─── Text ───

# Theme compile error, please help



## TMFGO45 (Jan 14, 2012)

Okay I'm using cobalt theme, and just trying to make some edits to help me learn. So far I have setup sdk, adb, java, and I have all the proper variables in the path. Apk multi tool starts properly with no errors. And I have NotePad++.

First, I pull the theme apk, and put it in the modding folder. Then I decompile it. That's goes fine, I believe. It ends up in the project folder.

What I'm trying to do is simply remove some png files that I don't like. For example, I have blacked out Talk, this theme makes the friend list grey. So I delete the two grey png files for that list. Then it has a flashing notification icon as well. So I delete all the images except the brightest png for the icon. In total there are 25 pngs deleted.

This is where I try to compile, and I get an error. Option 22 says file not found.

So first, is there another step to setting up apk multi tool just to edit a theme apk?

Second, can you not just delete images...without having to do something else? Is there another file that must be edited to match the fact that I deleted those pictures?

Please help, or at least point me to the best guide ever. Every thing I have found talks about framework-res and systemui editing.....

Sent from my Galaxy Nexus! (AOKP M6 , Leankernel 3.9.0 exp4, 4.0.4 Radios, Inverted Gapps, TWRP 2.2 Recovery)


----------



## TMFGO45 (Jan 14, 2012)

Bump. Someone please help me out here.

Sent from my Galaxy Nexus! (AOKP M6 , Leankernel 3.9.0 exp4, 4.0.4 Radios, Inverted Gapps, TWRP 2.2 Recovery)


----------

───

Brief: Repeat the part of the theme compile error thread from "First, I pull" to "25 pngs deleted." word for word. The lines after this point were taken from a separate source.

─── Information supplied ───

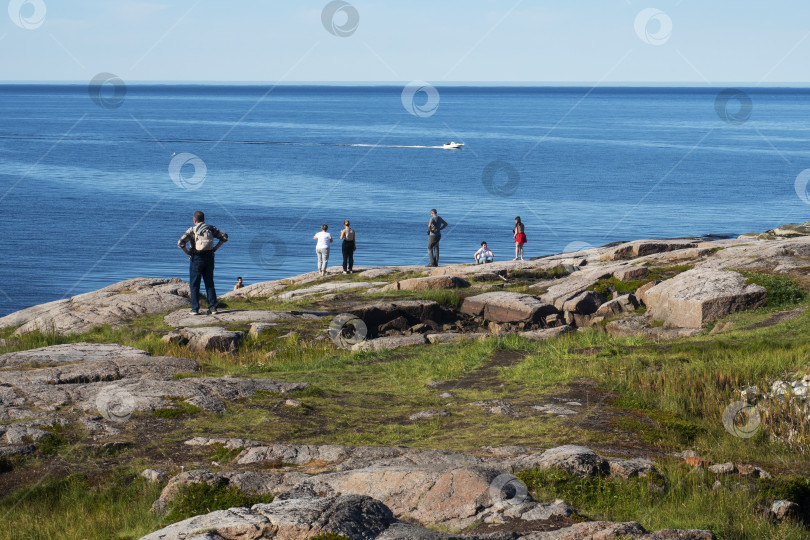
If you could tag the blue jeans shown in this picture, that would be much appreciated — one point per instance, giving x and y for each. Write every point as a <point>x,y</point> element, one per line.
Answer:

───

Task result:
First, I pull the theme apk, and put it in the modding folder. Then I decompile it. That's goes fine, I believe. It ends up in the project folder.

What I'm trying to do is simply remove some png files that I don't like. For example, I have blacked out Talk, this theme makes the friend list grey. So I delete the two grey png files for that list. Then it has a flashing notification icon as well. So I delete all the images except the brightest png for the icon. In total there are 25 pngs deleted.